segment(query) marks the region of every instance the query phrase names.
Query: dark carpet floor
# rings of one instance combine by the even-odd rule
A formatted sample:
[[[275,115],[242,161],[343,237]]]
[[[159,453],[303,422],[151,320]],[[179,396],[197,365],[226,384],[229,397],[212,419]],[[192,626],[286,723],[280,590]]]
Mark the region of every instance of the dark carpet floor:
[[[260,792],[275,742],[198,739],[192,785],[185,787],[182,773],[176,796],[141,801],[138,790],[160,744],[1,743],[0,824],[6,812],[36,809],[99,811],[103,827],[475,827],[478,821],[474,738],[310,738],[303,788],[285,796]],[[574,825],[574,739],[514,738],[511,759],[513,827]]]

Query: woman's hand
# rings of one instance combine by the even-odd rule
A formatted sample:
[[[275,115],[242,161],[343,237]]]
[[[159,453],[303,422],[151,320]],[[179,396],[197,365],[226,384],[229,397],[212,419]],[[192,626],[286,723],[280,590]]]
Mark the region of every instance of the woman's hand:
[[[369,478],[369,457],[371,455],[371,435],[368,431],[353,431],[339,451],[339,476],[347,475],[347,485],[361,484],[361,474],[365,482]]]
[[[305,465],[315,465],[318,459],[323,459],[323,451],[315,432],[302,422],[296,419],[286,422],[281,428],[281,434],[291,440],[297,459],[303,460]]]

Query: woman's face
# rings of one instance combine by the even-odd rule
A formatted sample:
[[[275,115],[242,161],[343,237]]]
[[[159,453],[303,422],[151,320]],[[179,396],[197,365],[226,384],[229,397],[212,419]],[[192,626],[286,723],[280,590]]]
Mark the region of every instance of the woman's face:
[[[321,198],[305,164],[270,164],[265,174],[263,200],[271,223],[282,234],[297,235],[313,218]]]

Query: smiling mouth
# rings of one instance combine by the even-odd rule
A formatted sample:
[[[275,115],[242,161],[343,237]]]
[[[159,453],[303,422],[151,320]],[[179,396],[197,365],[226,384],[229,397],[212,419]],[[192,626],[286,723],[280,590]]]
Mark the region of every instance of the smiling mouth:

### [Your assignment]
Where does the word "smiling" appear in the material above? Copy every line that holds it.

### [Finished exercise]
Query: smiling mouth
Mark the region of every instance of the smiling mouth:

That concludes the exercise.